━━ Texto extraído

Pular para o conteúdo principal

"O Testamento de Maria", Colm Tóibín

EVANGELHO APÓCRIFO

Cristian Luis Hruschka

 

TÓIBÍN, Colm. O Testamento de Maria, São Paulo: Companhia das Letras, 2013, 87 páginas (Tradução: Jorio Dauster).

 

“Disse-lhe, então, o anjo: Maria, não temas, porque achaste graça diante de Deus.

E eis que em teu ventre conceberás e darás à luz um filho, e pôr-lhe-ás o nome de Jesus.

Este será grande, e será chamado filho do Altíssimo; e o Senhor Deus lhe dará o trono de Davi, seu pai;

E reinará eternamente na casa de Jacó, e o seu reino não terá fim.”

(Lucas 1:30-33)


O livro escrito por Colm Tóibín (Irlanda, 1955) choca os católicos mais fervorosos, sendo uma afronta às tradições bíblicas e à santidade de Maria, mãe de Jesus.

Trata-se do relato da Virgem quanto aos últimos anos de Jesus Cristo e sua peregrinação para levar a palavra de Deus e salvação às pessoas. Contudo, a narrativa apresenta uma Maria bastante humana e inconformada com o caminho que seu filho tomou, questionando a forma que Ele se vestia e até mesmo duvidando da sua palavra.

━━━━

**O que fazer:**
1) Liste todos os dados da referência bibliográfica do livro que aparecem na resenha.
2) Copie da resenha o trecho que começa nas palavras "O livro escrito" e termina depois de "da sua palavra.".
Para responder, baseie-se somente na resenha.

━━ Extrato de dados

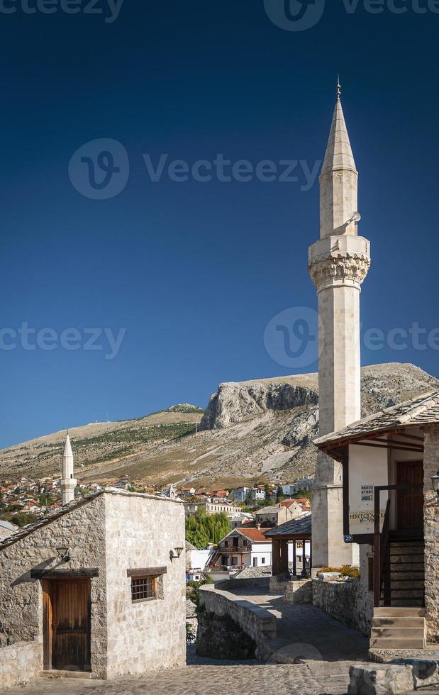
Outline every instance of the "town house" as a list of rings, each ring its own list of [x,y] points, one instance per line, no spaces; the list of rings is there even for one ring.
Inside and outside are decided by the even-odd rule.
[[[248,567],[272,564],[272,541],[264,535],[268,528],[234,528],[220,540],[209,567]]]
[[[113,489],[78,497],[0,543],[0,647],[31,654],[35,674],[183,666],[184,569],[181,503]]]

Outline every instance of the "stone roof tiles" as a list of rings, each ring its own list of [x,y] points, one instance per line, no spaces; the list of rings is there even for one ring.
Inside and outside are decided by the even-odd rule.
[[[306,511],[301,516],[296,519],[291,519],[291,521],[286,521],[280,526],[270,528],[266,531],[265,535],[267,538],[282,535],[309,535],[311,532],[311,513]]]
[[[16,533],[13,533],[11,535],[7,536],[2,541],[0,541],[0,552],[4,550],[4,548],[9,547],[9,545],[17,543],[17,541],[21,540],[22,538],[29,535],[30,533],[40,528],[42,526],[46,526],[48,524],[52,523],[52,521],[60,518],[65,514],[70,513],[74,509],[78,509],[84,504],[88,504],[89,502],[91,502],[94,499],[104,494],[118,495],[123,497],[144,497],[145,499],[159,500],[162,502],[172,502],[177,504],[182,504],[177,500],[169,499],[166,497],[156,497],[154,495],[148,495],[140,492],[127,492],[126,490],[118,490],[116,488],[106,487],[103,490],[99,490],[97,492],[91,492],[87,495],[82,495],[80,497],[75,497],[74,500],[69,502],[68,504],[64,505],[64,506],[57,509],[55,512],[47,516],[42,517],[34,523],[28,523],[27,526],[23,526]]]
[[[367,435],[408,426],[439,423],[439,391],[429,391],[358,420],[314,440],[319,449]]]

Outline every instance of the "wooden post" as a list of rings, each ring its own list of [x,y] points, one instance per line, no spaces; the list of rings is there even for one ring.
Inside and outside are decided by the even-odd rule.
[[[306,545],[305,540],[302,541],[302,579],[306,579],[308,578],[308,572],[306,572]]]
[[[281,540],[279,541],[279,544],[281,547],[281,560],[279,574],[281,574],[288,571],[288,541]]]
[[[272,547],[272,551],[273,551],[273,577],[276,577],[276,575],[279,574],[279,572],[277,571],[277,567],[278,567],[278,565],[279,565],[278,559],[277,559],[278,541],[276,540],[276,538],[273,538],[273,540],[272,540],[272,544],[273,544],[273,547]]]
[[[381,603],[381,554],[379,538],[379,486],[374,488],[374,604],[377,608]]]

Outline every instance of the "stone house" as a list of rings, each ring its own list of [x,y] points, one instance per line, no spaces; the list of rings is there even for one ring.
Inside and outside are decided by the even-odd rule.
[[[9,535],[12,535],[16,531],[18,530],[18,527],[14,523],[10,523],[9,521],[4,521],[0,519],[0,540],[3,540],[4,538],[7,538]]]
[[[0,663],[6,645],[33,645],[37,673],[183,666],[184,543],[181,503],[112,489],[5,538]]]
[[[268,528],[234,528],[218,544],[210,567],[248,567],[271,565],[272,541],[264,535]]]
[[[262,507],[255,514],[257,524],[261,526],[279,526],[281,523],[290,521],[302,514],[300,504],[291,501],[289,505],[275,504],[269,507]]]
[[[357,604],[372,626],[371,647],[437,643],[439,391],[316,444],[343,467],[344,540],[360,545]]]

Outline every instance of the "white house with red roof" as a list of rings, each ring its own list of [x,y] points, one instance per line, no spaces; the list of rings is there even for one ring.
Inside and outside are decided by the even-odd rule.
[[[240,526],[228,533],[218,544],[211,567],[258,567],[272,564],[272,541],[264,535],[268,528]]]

━━━━

**Respostas por tarefa:**
1) Autor: Colm Tóibín; título: O Testamento de Maria; local: São Paulo; editora: Companhia das Letras; ano: 2013; número de páginas: 87; tradução: Jorio Dauster.

2)
O livro escrito por Colm Tóibín (Irlanda, 1955) choca os católicos mais fervorosos, sendo uma afronta às tradições bíblicas e à santidade de Maria, mãe de Jesus.

Trata-se do relato da Virgem quanto aos últimos anos de Jesus Cristo e sua peregrinação para levar a palavra de Deus e salvação às pessoas. Contudo, a narrativa apresenta uma Maria bastante humana e inconformada com o caminho que seu filho tomou, questionando a forma que Ele se vestia e até mesmo duvidando da sua palavra.